▶ **TASK**
Output the entries verbatim, including every line.

═══ SOURCE MATERIAL

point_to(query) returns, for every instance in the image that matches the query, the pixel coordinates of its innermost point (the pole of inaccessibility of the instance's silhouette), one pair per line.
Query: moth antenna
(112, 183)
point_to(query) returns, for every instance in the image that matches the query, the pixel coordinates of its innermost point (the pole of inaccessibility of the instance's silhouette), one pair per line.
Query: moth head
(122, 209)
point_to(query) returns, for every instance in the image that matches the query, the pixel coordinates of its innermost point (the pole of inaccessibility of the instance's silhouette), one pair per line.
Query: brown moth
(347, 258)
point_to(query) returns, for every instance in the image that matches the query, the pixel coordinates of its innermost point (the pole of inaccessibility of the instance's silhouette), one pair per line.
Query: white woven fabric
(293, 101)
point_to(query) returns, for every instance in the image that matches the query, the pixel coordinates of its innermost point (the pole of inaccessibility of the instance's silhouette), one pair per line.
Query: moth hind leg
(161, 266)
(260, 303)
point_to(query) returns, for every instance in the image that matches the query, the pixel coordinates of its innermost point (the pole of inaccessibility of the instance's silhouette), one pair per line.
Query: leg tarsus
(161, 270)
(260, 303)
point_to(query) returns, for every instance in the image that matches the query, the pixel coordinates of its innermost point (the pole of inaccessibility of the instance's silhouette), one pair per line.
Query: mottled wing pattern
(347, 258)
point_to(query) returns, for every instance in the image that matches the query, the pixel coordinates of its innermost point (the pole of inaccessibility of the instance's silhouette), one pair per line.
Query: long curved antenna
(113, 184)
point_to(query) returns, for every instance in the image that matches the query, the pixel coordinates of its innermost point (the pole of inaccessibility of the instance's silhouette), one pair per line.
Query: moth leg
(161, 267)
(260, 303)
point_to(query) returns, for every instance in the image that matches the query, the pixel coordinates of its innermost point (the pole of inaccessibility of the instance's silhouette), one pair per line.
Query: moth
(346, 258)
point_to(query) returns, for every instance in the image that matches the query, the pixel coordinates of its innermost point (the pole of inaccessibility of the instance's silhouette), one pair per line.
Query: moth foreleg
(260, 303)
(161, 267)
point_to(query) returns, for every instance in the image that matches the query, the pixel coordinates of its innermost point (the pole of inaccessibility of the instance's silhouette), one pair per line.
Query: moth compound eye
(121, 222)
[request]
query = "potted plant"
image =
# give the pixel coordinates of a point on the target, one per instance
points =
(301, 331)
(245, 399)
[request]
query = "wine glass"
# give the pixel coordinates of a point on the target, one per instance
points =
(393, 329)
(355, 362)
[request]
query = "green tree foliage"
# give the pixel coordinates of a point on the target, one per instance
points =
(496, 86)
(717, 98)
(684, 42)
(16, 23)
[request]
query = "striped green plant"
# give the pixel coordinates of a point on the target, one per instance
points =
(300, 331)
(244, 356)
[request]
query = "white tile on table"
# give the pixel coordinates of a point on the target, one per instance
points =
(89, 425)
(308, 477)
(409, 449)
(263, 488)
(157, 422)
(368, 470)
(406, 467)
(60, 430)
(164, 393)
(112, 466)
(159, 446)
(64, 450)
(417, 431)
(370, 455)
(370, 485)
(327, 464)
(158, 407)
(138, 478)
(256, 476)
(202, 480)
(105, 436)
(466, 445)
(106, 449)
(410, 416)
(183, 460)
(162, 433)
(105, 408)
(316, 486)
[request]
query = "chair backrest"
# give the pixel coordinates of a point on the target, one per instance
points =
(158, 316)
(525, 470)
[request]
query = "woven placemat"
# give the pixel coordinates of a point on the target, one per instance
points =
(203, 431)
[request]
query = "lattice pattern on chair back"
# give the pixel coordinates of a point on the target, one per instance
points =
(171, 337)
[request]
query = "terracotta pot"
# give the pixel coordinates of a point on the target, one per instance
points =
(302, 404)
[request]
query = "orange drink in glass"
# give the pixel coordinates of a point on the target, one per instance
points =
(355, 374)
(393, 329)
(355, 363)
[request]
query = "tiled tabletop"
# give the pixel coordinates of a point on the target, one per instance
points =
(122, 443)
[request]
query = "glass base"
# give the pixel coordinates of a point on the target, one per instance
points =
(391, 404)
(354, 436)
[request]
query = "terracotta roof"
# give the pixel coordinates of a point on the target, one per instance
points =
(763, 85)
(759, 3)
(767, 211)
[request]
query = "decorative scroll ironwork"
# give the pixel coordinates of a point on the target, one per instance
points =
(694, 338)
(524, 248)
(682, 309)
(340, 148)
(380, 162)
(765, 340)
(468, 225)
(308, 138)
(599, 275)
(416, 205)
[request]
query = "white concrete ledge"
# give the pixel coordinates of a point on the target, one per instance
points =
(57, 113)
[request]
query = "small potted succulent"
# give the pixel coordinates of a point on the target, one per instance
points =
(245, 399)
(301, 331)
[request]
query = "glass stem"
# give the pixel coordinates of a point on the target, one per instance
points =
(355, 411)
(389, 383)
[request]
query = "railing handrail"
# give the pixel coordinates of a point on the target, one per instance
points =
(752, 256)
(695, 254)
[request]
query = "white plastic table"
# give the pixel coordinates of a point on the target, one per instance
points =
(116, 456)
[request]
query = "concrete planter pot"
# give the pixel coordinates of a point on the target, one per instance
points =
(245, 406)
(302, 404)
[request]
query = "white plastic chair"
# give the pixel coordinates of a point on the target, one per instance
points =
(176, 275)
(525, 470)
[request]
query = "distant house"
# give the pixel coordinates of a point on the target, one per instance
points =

══════

▶ **SOLUTION FOR THIS PROBLEM**
point_to(query) returns, for every instance in the image that matches the query, the pixel coordinates of its innermost point (the pole of inaccessibility of the instance's silhouette), one pair per line.
Query: moth antenna
(112, 183)
point_to(query) returns, for every instance in the image that matches the query, the pixel coordinates of its innermost point (the pole of inaccessibility of the instance's silhouette), one pair per line.
Query: moth head
(122, 209)
point_to(query) returns, for every instance in the image that matches the query, the pixel coordinates of its innermost point (the pole of inaccessibility of the instance's silhouette), one pair per line.
Query: brown moth
(347, 258)
point_to(query) returns, for every instance in the image that matches the query, the pixel coordinates of its innermost point (the pole of inaccessibility of the instance's silhouette), one pair per line.
Query: white woven fabric
(293, 101)
point_to(query) returns, for every instance in the image that matches the query, the pixel coordinates of its innermost point (the pole of inaccessibility of the instance's silhouette), one pair per line.
Query: moth hind leg
(161, 266)
(260, 303)
point_to(query) returns, for every instance in the image that matches the query, the pixel coordinates of its innermost point (the pole of inaccessibility of the instance's silhouette), one pair per line.
Query: leg tarsus
(161, 270)
(260, 303)
point_to(query) returns, for every instance in the image that matches the query, the pixel coordinates of its innermost point (the pole of inaccessibility of the instance's silhouette), one pair per line.
Query: mottled wing pattern
(347, 258)
point_to(query) returns, for every instance in the image that matches the query, the pixel coordinates of its innermost point (the pole of inaccessibility of the instance's silhouette), one pair per line.
Query: long curved antenna
(113, 184)
point_to(query) returns, for every instance in the image that matches the query, the pixel coordinates of its innermost point (the pole of inaccessibility of the instance's silhouette), one pair per line.
Query: moth leg
(161, 267)
(260, 303)
point_to(query) returns, for every instance in the image that matches the query, the pixel coordinates of its innermost point (the pole of inaccessibility of the instance's silhouette), one pair per line.
Query: moth
(346, 258)
point_to(query) returns, for every instance in the image that matches the query, the pixel coordinates of its innermost point (the pole of inaccessibility of the instance's silhouette), one pair per line.
Query: moth foreleg
(260, 303)
(161, 267)
point_to(query) returns, for every instance in the image that matches the query, the pixel coordinates of its innermost point (the pole of inaccessibility of the instance's silhouette), one pair per line.
Query: moth compound eye
(121, 222)
[request]
query = "potted plant"
image =
# give the pixel coordinates of a point on the target, one per instance
points =
(301, 331)
(245, 399)
[request]
query = "wine glass"
# give the pixel coordinates of a point on the target, one per instance
points =
(393, 329)
(355, 362)
[request]
query = "green tree foliage"
# give the pixel coordinates of a point on the target, one per instance
points =
(496, 86)
(717, 98)
(684, 42)
(16, 23)
[request]
query = "striped green plant"
# give the pixel coordinates of a point on the target, one per instance
points =
(300, 331)
(244, 356)
[request]
query = "white tile on table"
# give the pixel coordinates of a point on the target, one per instance
points =
(89, 425)
(308, 477)
(409, 449)
(263, 488)
(157, 422)
(368, 470)
(406, 467)
(60, 430)
(164, 393)
(112, 466)
(159, 446)
(64, 450)
(417, 431)
(370, 455)
(370, 485)
(327, 464)
(158, 407)
(138, 478)
(256, 476)
(202, 480)
(105, 436)
(466, 445)
(106, 449)
(410, 416)
(183, 460)
(162, 433)
(105, 408)
(316, 486)
[request]
query = "chair backrest"
# give the pixel coordinates of a point on the target, one per instance
points =
(158, 316)
(525, 470)
[request]
query = "woven placemat"
# give the pixel coordinates of a point on the target, one per instance
points =
(203, 431)
[request]
query = "lattice pattern on chair back"
# give the pixel coordinates of a point on the target, one per instance
points =
(171, 337)
[request]
query = "terracotta pot"
# give the pixel coordinates of a point on the target, one per instance
points =
(302, 404)
[request]
query = "orange drink in glass"
# give the pixel coordinates of a point on the target, one per instance
points =
(355, 374)
(393, 329)
(355, 363)
[request]
query = "tiled tabletop"
# give the pixel coordinates of a point on the target, one per instance
points =
(122, 443)
[request]
query = "glass base"
# give the pixel coordinates of a point on the target, one per instance
points =
(391, 404)
(354, 436)
[request]
query = "terracotta roof"
# give the pixel coordinates of a point on the target, one per instance
points =
(763, 85)
(759, 3)
(767, 211)
[request]
query = "decorative scroll ironwork"
# give the pixel coordinates of a point on the target, one per instance
points =
(694, 338)
(524, 248)
(682, 309)
(340, 148)
(380, 162)
(765, 340)
(468, 225)
(308, 138)
(599, 275)
(416, 205)
[request]
query = "white concrete ledge"
# give the pixel coordinates of a point on the target, one per instance
points =
(57, 113)
[request]
query = "small potted succulent"
# give the pixel coordinates of a point on the target, one per instance
points =
(245, 399)
(301, 331)
[request]
query = "glass stem"
# give the pixel coordinates of a point on the target, one per instance
points =
(355, 411)
(389, 383)
[request]
query = "railing handrail"
# give the pixel coordinates of a point on the target, one per instance
points =
(752, 256)
(695, 254)
[request]
query = "white plastic table"
# give the pixel coordinates of a point on the target, one per instance
points =
(116, 456)
[request]
query = "concrete planter pot"
# give the pixel coordinates of a point on the target, one per instance
points =
(245, 406)
(302, 404)
[request]
query = "white plastic chair"
# give the pixel coordinates of a point on the target, one per instance
points =
(176, 275)
(525, 470)
[request]
query = "distant house"
# give the pixel coordinates of a point on the target, one per instance
points =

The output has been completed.